(Passage shown)
Mondays trip over the rainbow bridge
I have been lurking this page for a bit over two weeks now.
This is my psychiatric service dog Yoshi. He’s 11-would be 12 in Aug. had him from a pup that would fit in my hand. This lil dude has been by my side through a lot. Including many military moves. We are currently at the end of a tour here in Hawaii. A couple weeks ago he had issues going potty. He strained so much that he collapsed and started shaking and crying and I rushed him to the emergency vet.
Fast forward an exam, X-rays and cytology and we learn he has a 7cm anal gland tumor that has also spread to the surrounding lymph nodes.
We are set to move mid May to the mainland and this was going to be his retirement flight as my SD. To leave here you need certain shot to fly and a ten day health certificate which we would have never gotten clearance for after this.
They said that surgery would be tough bc he’s a smaller guy and it’s completely pushed his bladder to a different location. They would have to break a bone to try and reach it and even then they said they wouldn’t get it all and started talking about chemo and radiation but said that the recovery alone from this at this size and his age is not promising and even with chemo etc they said it would only extend his life about six months bc the cancer would come back and it’s super aggressive. (I asked them to be brutally honest with me)
They also said they weren’t comfortable signing a health certificate which for May 12 but are open to monitor the situation and discuss in a few weeks.
We decided that we wanted to spend quality time with him. Not have him suffer a wild surgery that wouldn’t even adding meaningful time to his life.
So they gave us meds and for about a week he rallied like a champ. Way slower with walks but was eating with an appetite stimulant (always a picky eater even before) playing with us eyes still full of life and sleeping at night. Until he wasn’t.
A few days ago he couldn’t handle half the distance of his already shortened walks without a break.
Woke up a couple nights to potty but then the last night it was every two hours. He stopped eating even his special home cooked chicken, rice and green beans meals I made him.
Today it was like a complete deflated version of my Yoshi dog.
And I have been diligent about tracking his quality of life in various areas and saw it heading down and was hoping for a rebound.
Today I made up my mind that I don’t want him to suffer anymore.

(Data for analysis)
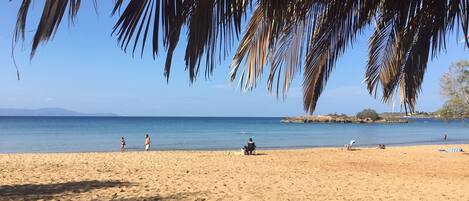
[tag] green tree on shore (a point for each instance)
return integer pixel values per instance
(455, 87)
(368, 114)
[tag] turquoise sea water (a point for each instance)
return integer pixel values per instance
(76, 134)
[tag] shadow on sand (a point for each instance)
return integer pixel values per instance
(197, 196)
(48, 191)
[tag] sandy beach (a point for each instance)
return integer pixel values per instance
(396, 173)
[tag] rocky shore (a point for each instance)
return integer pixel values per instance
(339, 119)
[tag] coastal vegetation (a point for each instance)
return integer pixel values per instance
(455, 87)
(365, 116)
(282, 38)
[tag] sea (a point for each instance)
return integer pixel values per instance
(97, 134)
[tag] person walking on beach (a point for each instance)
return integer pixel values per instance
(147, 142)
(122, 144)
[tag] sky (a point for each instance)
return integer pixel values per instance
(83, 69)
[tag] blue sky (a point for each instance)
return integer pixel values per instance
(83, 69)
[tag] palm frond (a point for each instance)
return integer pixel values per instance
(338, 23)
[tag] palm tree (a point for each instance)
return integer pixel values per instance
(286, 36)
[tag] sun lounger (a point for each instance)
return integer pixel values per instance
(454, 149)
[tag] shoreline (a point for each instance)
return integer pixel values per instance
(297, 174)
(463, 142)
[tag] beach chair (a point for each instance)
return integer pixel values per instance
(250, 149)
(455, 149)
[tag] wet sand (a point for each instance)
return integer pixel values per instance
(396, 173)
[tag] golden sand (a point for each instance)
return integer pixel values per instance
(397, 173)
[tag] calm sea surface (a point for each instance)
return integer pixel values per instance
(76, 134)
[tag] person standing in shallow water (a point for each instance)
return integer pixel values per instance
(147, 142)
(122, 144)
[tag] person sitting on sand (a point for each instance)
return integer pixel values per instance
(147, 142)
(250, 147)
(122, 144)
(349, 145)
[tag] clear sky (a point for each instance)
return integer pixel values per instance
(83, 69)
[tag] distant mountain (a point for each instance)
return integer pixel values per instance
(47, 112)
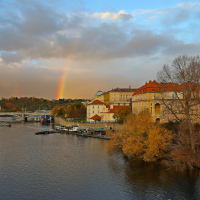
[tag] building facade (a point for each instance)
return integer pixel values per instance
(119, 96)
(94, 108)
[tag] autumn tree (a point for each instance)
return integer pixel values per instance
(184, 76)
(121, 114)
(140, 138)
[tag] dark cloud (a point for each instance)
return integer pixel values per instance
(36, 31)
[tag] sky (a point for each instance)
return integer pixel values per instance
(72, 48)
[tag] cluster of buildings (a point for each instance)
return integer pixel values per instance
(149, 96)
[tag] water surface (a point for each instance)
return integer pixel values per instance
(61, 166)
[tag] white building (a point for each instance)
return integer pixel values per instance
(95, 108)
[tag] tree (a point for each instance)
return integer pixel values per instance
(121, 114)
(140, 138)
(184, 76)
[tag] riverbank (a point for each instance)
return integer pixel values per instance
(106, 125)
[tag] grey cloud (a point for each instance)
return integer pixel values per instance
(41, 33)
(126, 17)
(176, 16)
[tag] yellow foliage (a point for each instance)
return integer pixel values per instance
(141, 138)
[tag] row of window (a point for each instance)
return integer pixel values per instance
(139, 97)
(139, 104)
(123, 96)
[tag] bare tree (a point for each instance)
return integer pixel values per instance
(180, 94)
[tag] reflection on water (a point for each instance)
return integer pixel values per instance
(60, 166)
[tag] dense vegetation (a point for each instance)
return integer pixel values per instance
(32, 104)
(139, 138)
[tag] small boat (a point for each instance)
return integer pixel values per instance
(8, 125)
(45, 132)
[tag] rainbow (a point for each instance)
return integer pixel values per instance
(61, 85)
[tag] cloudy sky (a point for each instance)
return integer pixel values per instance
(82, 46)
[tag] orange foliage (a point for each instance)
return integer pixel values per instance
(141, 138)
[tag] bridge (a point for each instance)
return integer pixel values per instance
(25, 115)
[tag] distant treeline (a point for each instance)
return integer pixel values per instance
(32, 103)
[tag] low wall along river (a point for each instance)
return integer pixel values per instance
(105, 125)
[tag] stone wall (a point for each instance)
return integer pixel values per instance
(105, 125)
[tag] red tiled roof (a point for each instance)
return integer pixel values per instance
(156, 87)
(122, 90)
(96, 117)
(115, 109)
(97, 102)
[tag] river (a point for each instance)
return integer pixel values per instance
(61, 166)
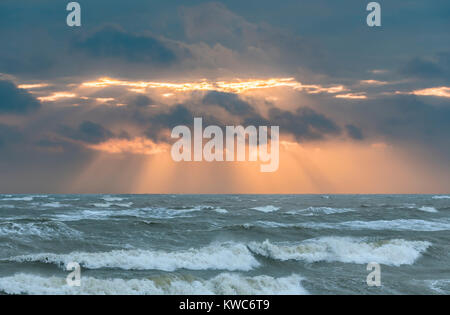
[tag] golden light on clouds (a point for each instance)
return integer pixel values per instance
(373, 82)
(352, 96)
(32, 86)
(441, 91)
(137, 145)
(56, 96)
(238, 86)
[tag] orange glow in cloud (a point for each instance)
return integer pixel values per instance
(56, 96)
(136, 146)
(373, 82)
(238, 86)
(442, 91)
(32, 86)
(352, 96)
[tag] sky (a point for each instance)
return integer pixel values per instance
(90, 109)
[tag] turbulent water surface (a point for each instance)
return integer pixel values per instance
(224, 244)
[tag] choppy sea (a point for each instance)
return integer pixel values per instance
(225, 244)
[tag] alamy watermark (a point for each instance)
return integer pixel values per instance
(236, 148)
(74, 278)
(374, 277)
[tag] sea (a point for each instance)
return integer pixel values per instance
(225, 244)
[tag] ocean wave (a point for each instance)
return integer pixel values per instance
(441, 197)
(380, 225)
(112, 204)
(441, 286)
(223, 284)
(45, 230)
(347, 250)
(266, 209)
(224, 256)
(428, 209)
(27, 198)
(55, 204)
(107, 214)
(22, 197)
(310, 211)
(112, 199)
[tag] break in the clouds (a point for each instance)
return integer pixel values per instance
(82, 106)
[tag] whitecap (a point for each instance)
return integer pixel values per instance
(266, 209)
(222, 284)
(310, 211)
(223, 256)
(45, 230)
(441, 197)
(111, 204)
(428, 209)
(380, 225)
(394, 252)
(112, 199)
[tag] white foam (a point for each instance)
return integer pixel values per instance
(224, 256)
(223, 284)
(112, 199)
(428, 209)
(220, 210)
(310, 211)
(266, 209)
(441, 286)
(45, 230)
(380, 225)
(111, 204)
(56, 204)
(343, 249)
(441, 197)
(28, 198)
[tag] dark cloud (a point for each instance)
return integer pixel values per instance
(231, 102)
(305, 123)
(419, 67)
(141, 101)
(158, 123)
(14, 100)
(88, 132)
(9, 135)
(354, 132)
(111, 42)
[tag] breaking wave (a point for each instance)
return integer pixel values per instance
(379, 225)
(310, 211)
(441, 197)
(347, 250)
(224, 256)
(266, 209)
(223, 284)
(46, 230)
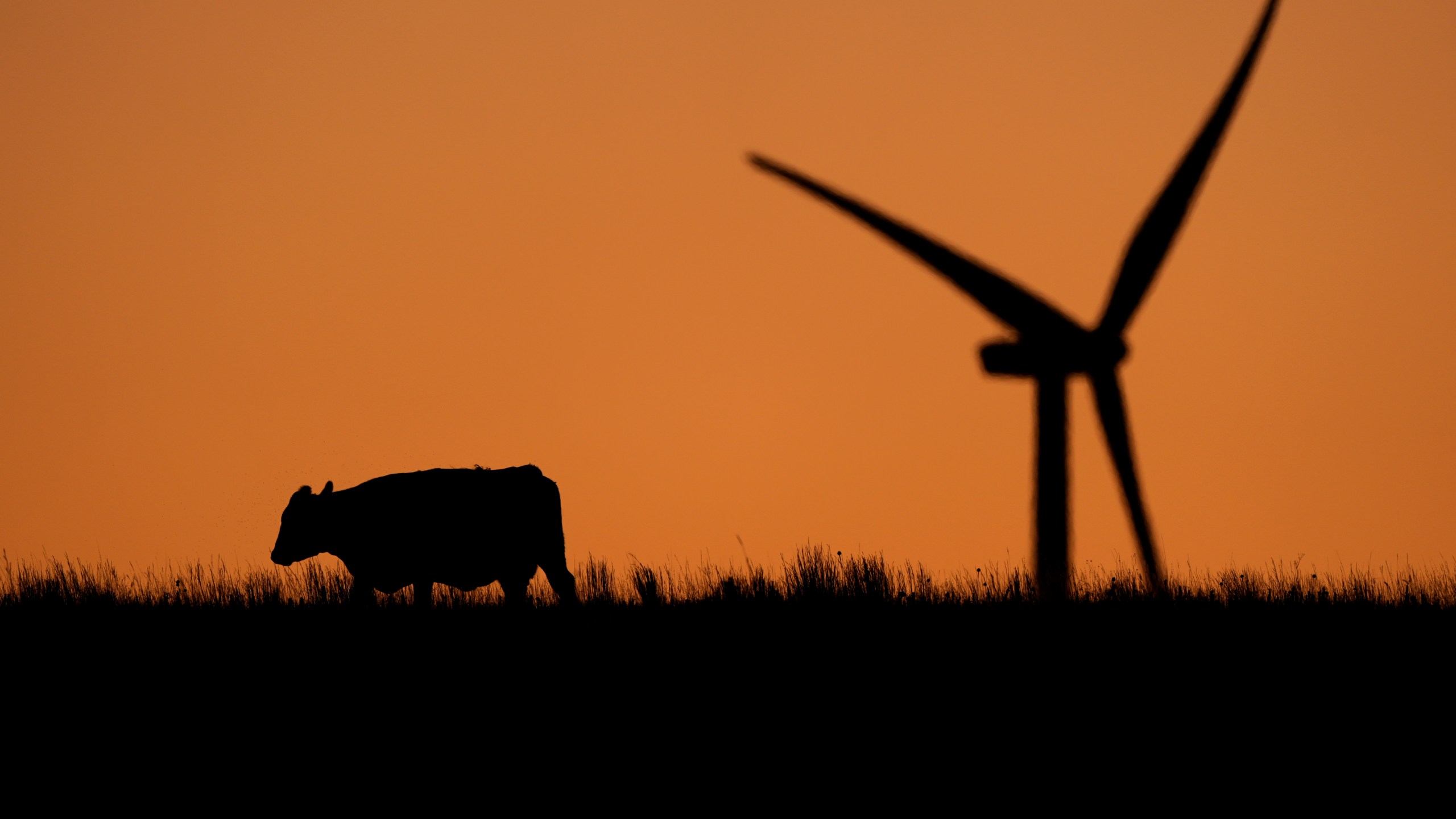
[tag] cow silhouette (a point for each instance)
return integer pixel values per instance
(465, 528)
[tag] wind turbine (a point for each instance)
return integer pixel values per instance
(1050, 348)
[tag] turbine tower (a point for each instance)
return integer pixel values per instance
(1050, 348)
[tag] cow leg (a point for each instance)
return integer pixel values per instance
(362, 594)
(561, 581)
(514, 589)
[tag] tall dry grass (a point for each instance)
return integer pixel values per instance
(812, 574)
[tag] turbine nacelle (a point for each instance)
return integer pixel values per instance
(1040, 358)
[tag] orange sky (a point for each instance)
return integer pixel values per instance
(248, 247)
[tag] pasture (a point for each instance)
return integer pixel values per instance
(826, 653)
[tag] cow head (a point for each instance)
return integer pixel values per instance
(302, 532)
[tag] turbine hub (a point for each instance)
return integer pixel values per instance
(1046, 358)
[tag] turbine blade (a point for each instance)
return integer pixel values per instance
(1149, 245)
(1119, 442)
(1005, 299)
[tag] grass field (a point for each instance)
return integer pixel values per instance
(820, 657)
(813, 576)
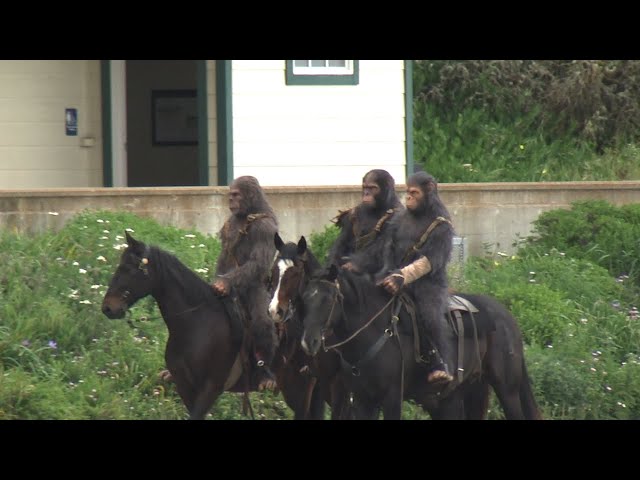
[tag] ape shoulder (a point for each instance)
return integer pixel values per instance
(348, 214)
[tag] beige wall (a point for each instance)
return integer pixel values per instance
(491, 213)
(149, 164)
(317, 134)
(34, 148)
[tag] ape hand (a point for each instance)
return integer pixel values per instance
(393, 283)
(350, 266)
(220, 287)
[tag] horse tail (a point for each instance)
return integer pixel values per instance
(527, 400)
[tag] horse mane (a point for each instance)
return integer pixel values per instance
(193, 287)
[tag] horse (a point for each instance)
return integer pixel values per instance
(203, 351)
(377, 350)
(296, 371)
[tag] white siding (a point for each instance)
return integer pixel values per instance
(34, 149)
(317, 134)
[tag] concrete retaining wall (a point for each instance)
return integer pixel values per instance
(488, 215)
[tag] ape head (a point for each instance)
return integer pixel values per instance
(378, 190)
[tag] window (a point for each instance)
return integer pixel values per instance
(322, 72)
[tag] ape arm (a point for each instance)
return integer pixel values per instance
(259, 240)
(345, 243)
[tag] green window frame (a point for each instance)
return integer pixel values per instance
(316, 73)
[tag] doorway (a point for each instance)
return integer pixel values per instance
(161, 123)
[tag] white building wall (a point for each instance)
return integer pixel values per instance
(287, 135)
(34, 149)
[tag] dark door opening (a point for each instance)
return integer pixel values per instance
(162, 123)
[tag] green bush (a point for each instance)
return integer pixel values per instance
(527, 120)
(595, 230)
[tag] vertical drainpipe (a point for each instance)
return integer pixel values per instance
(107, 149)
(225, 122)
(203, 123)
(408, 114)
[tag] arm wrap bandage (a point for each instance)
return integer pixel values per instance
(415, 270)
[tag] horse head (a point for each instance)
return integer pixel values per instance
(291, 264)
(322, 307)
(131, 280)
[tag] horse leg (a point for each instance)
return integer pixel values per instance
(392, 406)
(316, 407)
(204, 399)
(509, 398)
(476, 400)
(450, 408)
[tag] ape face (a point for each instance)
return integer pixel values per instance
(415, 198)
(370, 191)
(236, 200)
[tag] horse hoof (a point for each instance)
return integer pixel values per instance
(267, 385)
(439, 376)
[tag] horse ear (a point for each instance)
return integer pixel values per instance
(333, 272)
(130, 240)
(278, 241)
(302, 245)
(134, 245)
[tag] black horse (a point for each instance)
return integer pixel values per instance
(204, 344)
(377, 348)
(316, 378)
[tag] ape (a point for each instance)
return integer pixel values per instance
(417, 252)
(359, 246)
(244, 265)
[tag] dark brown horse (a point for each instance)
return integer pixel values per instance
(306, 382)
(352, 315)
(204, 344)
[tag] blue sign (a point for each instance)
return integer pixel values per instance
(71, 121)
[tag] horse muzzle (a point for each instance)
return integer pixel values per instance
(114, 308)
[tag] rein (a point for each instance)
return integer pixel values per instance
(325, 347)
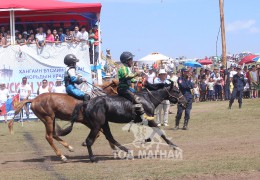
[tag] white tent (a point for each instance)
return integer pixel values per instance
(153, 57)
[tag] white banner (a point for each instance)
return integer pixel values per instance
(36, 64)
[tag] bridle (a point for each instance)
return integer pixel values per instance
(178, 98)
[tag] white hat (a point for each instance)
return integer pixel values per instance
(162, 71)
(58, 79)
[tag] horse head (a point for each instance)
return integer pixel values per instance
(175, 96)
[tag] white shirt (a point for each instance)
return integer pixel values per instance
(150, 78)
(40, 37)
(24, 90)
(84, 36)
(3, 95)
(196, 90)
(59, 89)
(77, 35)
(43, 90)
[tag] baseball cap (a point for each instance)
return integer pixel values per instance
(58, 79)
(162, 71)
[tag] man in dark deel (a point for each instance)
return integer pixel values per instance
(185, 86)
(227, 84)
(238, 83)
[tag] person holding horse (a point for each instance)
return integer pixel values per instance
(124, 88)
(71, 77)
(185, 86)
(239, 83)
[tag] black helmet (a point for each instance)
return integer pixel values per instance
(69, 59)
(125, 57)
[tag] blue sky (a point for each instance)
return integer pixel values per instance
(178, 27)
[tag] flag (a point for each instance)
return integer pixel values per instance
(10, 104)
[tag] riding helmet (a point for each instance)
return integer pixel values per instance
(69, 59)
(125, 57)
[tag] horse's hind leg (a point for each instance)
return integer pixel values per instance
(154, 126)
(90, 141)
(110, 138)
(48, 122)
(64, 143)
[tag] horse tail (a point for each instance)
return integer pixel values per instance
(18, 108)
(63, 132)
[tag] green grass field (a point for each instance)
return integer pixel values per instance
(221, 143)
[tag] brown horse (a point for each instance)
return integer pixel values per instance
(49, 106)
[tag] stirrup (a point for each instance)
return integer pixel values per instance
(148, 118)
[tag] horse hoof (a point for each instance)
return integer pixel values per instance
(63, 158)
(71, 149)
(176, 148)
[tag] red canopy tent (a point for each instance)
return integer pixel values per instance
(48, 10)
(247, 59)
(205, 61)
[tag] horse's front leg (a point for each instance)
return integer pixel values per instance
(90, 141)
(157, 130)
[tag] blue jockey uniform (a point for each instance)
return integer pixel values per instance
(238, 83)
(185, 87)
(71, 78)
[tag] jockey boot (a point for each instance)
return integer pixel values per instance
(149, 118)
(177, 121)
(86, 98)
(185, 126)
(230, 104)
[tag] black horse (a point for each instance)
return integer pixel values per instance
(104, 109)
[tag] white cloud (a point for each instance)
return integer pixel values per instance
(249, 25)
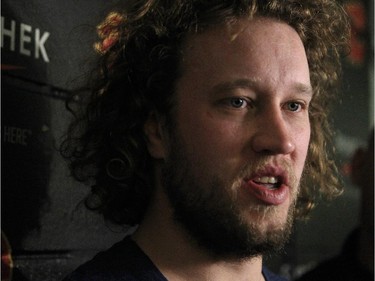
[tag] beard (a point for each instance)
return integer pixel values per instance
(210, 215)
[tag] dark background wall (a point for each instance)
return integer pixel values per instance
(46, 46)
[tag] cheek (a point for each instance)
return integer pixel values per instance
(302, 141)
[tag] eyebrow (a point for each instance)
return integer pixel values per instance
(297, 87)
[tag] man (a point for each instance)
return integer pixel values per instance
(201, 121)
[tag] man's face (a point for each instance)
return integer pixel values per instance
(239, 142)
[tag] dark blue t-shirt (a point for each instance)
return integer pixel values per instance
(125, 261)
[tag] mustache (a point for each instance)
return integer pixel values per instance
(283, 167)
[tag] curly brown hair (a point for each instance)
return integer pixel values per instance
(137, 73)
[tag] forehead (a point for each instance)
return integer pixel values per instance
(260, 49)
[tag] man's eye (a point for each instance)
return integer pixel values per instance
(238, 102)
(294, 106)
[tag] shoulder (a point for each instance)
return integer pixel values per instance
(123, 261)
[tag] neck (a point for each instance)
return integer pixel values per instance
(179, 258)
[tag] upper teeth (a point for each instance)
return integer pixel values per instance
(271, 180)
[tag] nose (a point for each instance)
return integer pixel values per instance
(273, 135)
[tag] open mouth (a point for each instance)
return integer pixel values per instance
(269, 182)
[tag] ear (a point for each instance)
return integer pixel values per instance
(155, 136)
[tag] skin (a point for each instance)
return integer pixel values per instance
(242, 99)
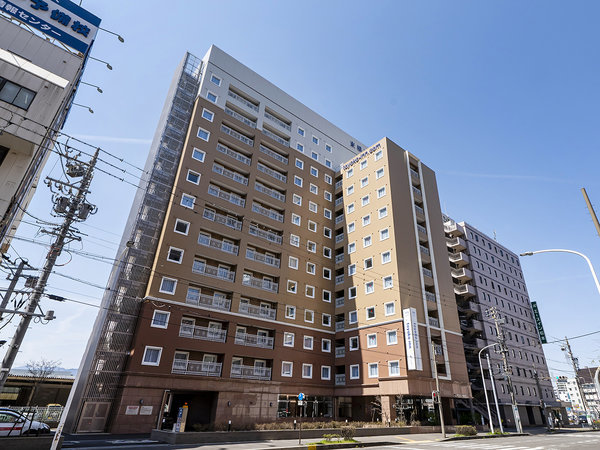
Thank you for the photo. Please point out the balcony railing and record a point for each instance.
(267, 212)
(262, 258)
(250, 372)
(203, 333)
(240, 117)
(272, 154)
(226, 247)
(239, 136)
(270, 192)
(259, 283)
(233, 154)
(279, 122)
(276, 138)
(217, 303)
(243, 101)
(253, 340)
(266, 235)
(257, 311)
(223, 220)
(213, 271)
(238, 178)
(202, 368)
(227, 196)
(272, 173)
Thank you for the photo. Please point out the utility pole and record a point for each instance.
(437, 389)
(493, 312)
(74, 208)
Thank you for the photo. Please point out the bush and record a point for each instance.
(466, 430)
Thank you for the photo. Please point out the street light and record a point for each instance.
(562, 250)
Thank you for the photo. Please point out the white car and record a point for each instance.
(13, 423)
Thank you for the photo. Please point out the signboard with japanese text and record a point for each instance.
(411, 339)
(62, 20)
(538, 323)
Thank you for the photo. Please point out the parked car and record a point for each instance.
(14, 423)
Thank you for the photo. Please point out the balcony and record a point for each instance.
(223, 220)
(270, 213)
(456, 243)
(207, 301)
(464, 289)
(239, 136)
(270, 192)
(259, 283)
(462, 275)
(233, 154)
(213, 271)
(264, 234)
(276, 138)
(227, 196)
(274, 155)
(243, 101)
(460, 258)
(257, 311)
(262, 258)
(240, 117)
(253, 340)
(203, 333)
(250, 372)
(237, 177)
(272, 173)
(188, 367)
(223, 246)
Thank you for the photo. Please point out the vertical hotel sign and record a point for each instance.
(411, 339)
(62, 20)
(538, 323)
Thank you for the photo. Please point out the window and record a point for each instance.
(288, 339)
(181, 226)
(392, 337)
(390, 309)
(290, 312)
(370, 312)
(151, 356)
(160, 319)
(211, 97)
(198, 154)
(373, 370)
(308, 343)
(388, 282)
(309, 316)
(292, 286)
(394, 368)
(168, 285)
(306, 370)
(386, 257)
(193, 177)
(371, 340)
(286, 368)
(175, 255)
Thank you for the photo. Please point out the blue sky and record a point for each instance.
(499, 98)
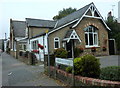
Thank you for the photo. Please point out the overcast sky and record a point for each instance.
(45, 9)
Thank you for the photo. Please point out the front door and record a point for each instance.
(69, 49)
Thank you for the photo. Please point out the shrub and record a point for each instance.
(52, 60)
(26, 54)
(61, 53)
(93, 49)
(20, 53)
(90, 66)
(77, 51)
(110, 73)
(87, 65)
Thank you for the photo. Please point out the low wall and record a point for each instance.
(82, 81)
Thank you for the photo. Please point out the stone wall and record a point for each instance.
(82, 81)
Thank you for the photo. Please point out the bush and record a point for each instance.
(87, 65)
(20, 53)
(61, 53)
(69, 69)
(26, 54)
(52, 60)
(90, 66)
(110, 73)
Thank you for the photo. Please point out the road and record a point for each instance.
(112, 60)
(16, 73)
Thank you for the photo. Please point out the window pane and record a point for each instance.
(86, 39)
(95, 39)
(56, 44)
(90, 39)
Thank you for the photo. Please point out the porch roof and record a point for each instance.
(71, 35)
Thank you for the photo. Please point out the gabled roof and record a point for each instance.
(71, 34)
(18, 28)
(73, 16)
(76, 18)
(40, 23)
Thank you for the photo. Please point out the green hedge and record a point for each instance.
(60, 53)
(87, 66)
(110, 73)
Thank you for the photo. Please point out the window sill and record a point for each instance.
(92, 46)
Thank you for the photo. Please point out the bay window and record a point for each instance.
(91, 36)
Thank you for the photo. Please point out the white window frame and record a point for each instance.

(To do)
Name each examination or test that the passage about Yoshi says was done before his tumor was found.

(Finished task)
An exam, X-rays, and cytology.